* **PROBLEM TO WORK ON**
Update only the rows starting at the line that contains "Annotate the sepia" and ending at the line that contains "[3,3,257,169]", replacing "sepia toned paper" with "aged brown paper" and leaving everything else unchanged.

* **LISTING**
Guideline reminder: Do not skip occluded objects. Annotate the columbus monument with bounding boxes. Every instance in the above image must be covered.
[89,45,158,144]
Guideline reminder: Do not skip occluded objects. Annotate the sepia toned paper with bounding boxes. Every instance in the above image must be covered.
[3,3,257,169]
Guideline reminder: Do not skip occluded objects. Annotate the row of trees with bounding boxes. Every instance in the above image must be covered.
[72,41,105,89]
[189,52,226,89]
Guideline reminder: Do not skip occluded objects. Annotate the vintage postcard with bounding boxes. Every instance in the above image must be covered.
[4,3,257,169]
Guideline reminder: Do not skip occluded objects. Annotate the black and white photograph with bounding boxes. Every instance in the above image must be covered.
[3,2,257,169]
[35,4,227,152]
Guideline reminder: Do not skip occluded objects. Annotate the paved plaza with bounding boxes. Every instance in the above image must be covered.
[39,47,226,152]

--

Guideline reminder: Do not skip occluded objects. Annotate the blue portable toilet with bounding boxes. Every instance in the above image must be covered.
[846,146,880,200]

* **THE OUTPUT**
Guideline reminder: Do not skip occluded objects. Annotate the aged brown paper with bounding boxes. Every instance in the above image must be covered.
[3,3,257,169]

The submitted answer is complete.